* [WHAT IS EXPECTED]: Find the line that contains "Security feed analysis: the operator needs to locate yellow"; then retype it and each line after it, exactly, through the final line of the data below.

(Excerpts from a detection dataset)
__________

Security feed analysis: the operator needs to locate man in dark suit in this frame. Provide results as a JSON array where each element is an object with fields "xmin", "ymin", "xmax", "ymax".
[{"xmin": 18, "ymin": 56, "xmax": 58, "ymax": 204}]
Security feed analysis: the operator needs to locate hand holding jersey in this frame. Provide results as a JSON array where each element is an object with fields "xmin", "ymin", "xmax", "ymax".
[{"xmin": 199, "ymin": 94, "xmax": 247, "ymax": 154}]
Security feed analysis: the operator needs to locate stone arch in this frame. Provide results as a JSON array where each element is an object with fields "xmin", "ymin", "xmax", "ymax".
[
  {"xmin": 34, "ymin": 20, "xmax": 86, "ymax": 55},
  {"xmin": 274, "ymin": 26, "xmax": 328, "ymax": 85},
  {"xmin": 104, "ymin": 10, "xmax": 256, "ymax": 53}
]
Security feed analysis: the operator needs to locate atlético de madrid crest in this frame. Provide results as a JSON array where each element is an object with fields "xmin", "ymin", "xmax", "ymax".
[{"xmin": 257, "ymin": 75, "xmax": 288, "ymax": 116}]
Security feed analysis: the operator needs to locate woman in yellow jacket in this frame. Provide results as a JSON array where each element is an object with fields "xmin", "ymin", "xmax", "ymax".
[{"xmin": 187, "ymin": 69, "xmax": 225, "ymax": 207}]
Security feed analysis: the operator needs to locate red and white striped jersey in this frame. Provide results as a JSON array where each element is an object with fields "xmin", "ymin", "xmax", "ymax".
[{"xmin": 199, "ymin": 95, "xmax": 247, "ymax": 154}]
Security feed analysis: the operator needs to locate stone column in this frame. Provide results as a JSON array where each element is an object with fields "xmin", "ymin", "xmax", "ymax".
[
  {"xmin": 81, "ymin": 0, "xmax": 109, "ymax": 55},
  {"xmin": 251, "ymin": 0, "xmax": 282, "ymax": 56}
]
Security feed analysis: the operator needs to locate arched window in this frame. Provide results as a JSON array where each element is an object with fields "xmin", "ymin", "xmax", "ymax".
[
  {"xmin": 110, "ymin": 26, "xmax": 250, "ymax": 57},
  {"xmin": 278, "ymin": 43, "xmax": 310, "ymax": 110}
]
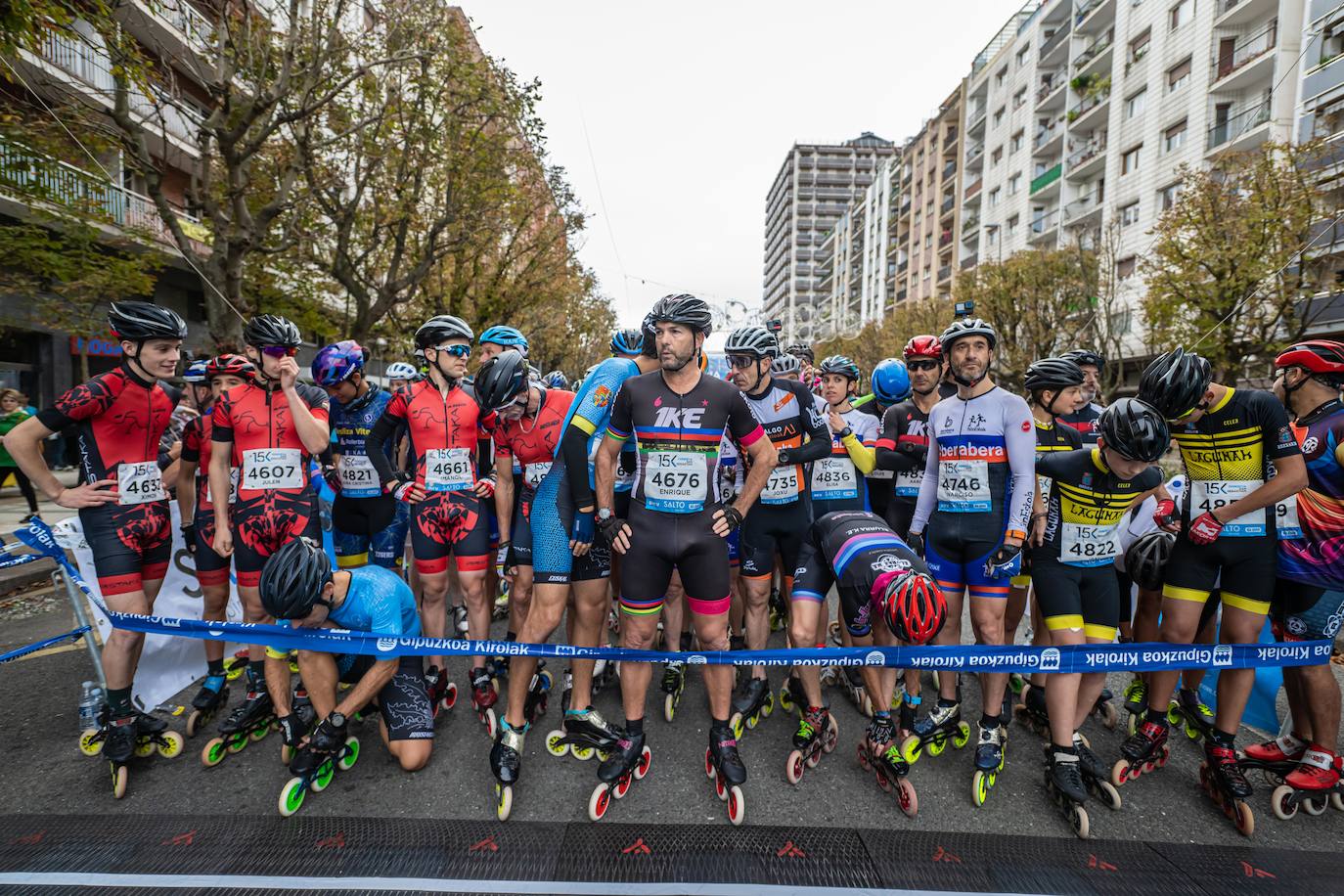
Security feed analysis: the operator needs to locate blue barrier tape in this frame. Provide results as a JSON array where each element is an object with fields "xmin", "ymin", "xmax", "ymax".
[
  {"xmin": 0, "ymin": 626, "xmax": 89, "ymax": 665},
  {"xmin": 15, "ymin": 521, "xmax": 1332, "ymax": 673}
]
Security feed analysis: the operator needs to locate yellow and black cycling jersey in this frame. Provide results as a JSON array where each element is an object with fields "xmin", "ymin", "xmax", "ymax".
[{"xmin": 1172, "ymin": 388, "xmax": 1301, "ymax": 537}]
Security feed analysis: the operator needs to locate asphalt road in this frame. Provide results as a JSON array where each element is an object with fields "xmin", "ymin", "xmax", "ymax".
[{"xmin": 0, "ymin": 591, "xmax": 1344, "ymax": 850}]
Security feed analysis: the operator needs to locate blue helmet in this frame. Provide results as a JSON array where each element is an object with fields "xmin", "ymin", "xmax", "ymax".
[
  {"xmin": 475, "ymin": 324, "xmax": 527, "ymax": 357},
  {"xmin": 873, "ymin": 357, "xmax": 910, "ymax": 404}
]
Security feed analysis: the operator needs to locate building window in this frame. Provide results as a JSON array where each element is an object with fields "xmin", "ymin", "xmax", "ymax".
[
  {"xmin": 1120, "ymin": 144, "xmax": 1143, "ymax": 175},
  {"xmin": 1163, "ymin": 118, "xmax": 1186, "ymax": 152},
  {"xmin": 1167, "ymin": 58, "xmax": 1189, "ymax": 93},
  {"xmin": 1125, "ymin": 87, "xmax": 1147, "ymax": 121}
]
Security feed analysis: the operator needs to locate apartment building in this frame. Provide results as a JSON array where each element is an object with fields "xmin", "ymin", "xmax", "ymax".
[{"xmin": 762, "ymin": 132, "xmax": 896, "ymax": 339}]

__________

* [THE REPLY]:
Security feed analysis: the operator needs to locate yellow and black cycling jersey in this frame. Provide results as a JSON array where each element is an object with fields "xmin", "ymin", "xmax", "ymax".
[{"xmin": 1172, "ymin": 388, "xmax": 1301, "ymax": 537}]
Security feed analysis: the operator needs to locate asphalt road in this frame. Provide results as a JSON array where each element is an object with fields "xmin", "ymin", "xmax", "ymax".
[{"xmin": 0, "ymin": 591, "xmax": 1344, "ymax": 850}]
Security feed analysis: the operator needs to locate blue helmet in this frame. Provide results as a JSON array where each element is an object with fields "xmin", "ymin", "xmax", "ymax".
[
  {"xmin": 475, "ymin": 324, "xmax": 527, "ymax": 357},
  {"xmin": 873, "ymin": 357, "xmax": 910, "ymax": 404}
]
Security feed analysis: the operator needs to locate building window in this frame. Provide results as a JSON array where each element is an object with fields "xmin", "ymin", "xmax", "ymax".
[
  {"xmin": 1120, "ymin": 144, "xmax": 1143, "ymax": 175},
  {"xmin": 1163, "ymin": 118, "xmax": 1186, "ymax": 152},
  {"xmin": 1167, "ymin": 58, "xmax": 1189, "ymax": 93},
  {"xmin": 1125, "ymin": 87, "xmax": 1147, "ymax": 121}
]
Security feed analysis: the operator needs to locate apartment building in this frame. Provide results as a JSON array where each element is an object with fields "xmin", "ymin", "xmax", "ymax".
[{"xmin": 762, "ymin": 132, "xmax": 896, "ymax": 339}]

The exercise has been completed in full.